● Task to carry out
Which lines in the records below contain the word "cliff"? Pick out each one and copy it.

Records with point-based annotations

/---

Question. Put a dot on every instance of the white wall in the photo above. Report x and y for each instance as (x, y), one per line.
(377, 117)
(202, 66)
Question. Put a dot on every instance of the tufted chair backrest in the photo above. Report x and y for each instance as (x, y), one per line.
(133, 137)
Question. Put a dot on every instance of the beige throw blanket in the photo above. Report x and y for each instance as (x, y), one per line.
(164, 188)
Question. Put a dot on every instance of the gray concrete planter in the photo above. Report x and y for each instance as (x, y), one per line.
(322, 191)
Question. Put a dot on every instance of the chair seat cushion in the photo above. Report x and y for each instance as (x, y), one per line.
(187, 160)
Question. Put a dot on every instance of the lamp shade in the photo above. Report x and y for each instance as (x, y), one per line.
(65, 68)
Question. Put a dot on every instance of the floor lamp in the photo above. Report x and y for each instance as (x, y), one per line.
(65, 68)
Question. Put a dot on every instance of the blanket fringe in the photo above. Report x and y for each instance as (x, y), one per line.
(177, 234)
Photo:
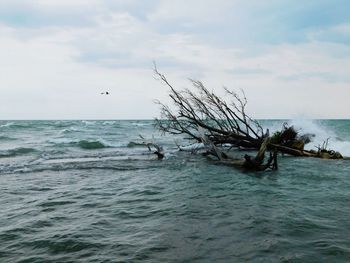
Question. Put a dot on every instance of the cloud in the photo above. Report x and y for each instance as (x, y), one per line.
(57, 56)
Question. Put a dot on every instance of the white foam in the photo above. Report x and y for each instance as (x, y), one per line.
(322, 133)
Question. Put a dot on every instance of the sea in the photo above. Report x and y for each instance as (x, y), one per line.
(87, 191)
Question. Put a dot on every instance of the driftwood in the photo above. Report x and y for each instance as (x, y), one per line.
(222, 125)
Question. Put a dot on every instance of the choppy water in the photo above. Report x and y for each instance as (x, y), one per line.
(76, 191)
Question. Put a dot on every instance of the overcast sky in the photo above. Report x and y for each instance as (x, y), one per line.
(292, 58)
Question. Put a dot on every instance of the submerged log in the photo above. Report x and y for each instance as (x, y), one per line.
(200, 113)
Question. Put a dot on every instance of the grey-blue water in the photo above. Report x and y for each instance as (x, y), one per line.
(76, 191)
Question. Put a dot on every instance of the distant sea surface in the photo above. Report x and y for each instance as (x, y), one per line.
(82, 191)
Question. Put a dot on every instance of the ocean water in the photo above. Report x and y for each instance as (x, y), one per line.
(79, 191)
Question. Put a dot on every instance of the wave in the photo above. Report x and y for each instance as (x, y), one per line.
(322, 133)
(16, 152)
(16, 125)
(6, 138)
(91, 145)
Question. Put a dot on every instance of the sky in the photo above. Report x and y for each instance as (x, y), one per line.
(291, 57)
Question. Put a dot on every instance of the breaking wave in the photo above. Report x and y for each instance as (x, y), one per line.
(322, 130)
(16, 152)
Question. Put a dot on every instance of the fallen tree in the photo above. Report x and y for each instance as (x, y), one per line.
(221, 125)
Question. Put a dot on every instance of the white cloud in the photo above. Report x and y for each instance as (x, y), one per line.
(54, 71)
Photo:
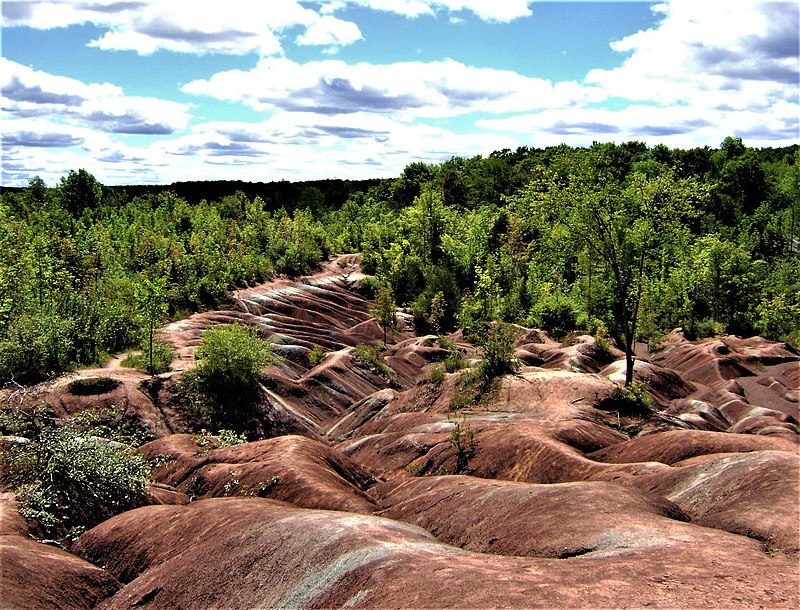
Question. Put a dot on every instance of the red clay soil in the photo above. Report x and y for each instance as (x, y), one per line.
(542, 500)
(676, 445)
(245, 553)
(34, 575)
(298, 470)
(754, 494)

\---
/---

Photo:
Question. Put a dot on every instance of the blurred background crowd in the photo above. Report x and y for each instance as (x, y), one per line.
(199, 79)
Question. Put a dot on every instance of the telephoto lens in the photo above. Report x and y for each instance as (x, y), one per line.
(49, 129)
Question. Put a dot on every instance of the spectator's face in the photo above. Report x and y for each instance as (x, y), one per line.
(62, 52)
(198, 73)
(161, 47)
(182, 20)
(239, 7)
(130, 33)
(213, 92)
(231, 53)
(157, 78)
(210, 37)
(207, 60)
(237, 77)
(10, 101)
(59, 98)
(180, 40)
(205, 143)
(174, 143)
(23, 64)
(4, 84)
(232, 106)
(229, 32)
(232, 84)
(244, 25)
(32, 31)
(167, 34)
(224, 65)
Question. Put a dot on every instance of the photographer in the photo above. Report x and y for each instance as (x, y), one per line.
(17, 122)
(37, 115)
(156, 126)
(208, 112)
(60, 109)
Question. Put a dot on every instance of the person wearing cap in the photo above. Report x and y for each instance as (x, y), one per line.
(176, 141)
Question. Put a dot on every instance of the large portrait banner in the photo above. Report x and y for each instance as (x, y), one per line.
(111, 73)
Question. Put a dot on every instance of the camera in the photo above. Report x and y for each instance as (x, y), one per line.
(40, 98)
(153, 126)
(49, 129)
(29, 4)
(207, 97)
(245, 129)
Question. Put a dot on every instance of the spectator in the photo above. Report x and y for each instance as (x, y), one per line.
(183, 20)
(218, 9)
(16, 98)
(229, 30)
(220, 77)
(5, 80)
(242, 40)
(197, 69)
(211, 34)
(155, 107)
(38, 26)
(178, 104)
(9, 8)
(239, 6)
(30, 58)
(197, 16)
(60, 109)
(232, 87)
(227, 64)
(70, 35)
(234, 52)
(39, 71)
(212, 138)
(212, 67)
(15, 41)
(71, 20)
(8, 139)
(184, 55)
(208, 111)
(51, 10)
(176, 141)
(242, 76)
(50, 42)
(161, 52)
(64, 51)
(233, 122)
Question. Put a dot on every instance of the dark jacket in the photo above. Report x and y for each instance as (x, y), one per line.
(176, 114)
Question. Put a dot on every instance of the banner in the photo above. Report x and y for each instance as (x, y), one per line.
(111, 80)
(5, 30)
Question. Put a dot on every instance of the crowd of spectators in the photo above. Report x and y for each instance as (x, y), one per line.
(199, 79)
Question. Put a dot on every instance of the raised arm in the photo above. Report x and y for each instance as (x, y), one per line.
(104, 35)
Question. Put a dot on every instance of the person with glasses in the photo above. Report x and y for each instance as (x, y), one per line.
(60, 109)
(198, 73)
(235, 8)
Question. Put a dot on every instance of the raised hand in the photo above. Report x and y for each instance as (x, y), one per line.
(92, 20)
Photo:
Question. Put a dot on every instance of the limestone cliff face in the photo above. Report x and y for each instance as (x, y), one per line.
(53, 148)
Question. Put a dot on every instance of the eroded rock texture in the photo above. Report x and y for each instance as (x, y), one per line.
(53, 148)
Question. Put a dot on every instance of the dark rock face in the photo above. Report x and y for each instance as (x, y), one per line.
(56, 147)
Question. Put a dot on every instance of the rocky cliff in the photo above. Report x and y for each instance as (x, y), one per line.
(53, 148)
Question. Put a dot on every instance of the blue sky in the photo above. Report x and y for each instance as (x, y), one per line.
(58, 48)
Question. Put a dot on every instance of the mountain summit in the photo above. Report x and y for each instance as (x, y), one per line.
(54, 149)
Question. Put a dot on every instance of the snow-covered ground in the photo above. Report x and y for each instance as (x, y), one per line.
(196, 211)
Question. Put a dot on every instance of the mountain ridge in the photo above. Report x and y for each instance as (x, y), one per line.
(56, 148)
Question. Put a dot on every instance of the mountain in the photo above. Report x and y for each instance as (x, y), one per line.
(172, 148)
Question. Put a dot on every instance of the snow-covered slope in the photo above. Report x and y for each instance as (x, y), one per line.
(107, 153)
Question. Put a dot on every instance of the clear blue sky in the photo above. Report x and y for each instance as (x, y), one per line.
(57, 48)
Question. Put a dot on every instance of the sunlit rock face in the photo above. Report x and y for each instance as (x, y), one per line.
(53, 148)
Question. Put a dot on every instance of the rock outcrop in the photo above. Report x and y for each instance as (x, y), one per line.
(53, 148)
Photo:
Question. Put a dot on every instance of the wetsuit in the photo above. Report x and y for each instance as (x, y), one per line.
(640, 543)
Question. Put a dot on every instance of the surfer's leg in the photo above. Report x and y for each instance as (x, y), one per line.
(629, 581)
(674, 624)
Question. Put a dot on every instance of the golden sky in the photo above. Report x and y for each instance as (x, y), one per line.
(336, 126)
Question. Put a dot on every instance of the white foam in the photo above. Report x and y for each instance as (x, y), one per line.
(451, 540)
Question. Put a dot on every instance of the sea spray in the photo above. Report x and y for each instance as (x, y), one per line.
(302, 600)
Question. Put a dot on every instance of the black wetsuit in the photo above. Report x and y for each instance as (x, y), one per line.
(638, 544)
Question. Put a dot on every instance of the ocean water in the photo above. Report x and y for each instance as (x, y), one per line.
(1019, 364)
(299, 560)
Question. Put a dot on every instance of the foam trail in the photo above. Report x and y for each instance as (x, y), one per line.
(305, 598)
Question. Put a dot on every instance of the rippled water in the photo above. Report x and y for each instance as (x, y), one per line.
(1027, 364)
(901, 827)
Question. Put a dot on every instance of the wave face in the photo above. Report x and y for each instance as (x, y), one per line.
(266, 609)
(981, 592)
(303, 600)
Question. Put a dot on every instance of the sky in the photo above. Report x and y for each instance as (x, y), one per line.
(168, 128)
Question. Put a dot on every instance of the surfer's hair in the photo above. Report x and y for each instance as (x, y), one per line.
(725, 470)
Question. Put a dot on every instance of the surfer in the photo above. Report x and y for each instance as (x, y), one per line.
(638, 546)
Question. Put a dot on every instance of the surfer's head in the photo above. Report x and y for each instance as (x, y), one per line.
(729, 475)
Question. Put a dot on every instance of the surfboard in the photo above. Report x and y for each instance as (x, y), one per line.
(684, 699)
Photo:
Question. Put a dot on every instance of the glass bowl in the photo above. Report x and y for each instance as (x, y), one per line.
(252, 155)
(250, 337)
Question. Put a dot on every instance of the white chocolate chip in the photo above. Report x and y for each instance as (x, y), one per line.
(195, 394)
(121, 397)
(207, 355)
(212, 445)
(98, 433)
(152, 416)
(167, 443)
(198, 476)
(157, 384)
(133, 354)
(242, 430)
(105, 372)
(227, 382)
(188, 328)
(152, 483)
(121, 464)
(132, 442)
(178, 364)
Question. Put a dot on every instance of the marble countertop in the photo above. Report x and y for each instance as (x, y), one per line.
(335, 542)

\---
/---

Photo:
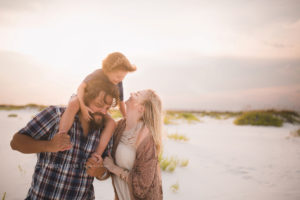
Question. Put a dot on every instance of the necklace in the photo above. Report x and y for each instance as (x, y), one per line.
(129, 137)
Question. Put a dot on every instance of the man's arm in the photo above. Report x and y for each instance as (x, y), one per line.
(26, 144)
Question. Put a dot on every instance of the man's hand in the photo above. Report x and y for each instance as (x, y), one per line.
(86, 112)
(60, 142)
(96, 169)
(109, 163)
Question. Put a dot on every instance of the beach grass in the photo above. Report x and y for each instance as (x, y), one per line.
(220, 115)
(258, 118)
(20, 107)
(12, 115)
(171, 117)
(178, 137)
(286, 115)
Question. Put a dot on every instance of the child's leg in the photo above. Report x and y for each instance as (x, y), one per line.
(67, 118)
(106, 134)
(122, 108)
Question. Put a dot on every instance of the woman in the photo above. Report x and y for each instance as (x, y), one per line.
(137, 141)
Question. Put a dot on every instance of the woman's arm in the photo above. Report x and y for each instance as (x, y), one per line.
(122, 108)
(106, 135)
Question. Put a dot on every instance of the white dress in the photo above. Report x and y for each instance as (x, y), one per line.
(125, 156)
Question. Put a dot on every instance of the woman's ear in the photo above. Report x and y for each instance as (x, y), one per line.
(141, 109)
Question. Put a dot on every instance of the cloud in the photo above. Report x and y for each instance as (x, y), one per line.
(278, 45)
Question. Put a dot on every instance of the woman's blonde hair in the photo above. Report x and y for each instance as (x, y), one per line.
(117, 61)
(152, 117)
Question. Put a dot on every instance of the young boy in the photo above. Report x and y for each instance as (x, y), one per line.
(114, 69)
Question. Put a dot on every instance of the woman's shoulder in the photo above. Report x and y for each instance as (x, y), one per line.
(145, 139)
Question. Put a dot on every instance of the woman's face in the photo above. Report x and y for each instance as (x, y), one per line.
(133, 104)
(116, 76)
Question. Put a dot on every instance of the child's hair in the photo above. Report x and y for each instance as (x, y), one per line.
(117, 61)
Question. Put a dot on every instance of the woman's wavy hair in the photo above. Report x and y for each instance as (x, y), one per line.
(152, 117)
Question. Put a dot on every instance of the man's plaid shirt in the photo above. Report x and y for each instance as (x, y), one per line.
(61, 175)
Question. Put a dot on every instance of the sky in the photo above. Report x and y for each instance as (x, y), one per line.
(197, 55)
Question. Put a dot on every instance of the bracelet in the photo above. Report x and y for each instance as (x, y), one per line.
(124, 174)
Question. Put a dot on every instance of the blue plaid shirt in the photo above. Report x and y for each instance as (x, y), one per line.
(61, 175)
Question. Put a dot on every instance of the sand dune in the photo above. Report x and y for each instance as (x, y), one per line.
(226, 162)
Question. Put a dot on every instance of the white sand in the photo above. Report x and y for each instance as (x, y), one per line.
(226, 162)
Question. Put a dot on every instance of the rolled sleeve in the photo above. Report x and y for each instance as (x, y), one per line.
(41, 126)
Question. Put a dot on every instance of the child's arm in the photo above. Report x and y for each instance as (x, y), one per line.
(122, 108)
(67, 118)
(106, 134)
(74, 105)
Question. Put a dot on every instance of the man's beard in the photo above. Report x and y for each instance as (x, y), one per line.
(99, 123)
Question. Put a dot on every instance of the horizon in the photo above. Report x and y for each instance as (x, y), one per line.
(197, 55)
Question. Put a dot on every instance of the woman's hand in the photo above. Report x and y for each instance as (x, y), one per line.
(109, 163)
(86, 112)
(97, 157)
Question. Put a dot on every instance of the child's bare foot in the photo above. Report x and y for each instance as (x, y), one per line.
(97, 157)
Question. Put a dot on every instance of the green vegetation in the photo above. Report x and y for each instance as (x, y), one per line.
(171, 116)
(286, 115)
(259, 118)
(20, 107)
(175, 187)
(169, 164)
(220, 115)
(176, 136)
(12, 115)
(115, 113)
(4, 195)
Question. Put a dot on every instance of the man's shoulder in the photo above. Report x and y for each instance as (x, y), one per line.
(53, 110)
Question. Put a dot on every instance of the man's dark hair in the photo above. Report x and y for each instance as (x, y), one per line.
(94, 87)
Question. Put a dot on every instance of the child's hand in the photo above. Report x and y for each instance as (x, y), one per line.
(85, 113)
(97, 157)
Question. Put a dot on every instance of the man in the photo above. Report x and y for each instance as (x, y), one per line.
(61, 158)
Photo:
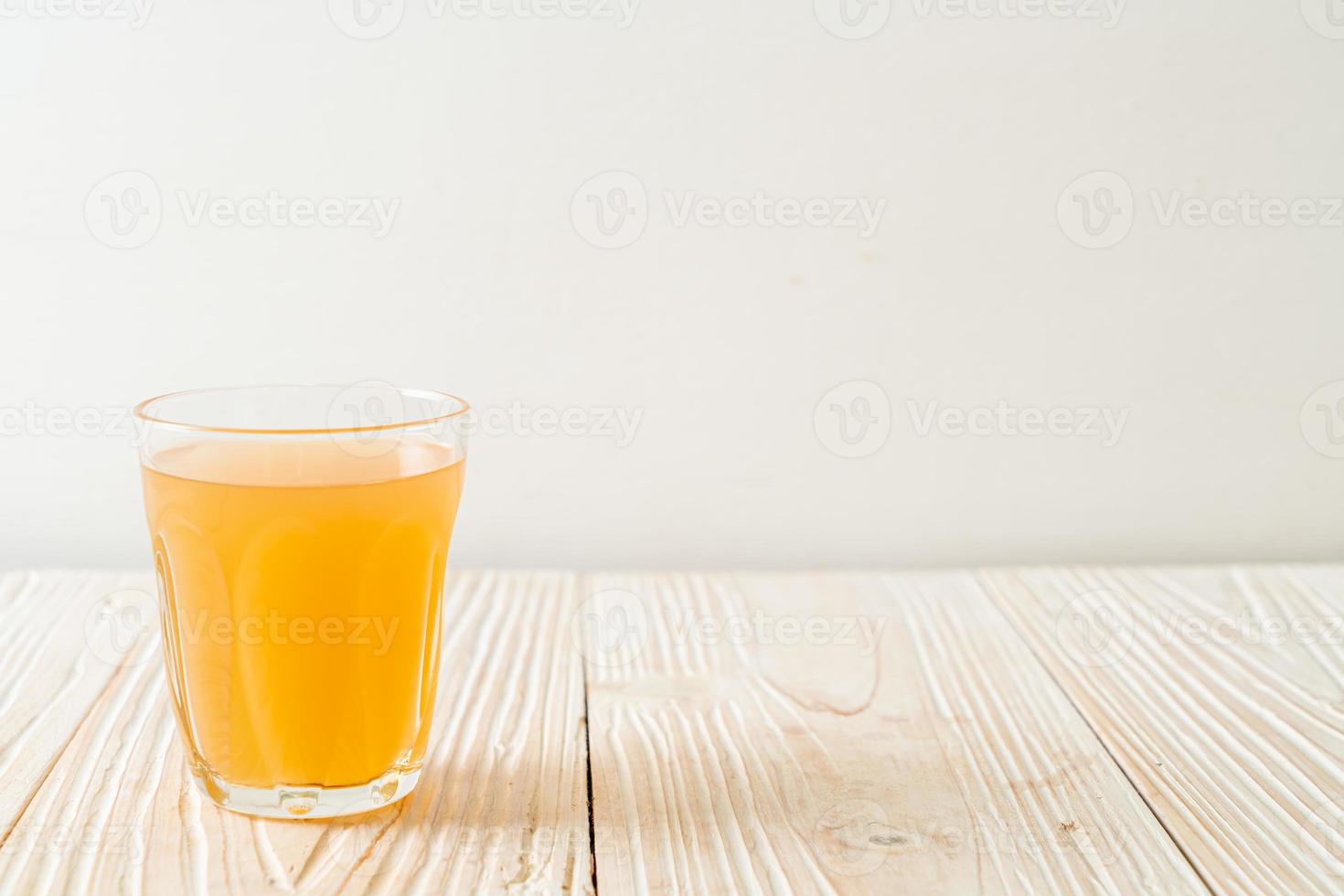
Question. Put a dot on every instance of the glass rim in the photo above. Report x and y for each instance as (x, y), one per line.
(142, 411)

\---

● Exercise output
Question. Put a dot on every instance of the limestone cliff face in the photo above. Report x and y for each instance as (x, y), one per line.
Question. Put a dot on every instance of the rocky cliff in the photo above. Report x and y for each instance as (x, y), one per line.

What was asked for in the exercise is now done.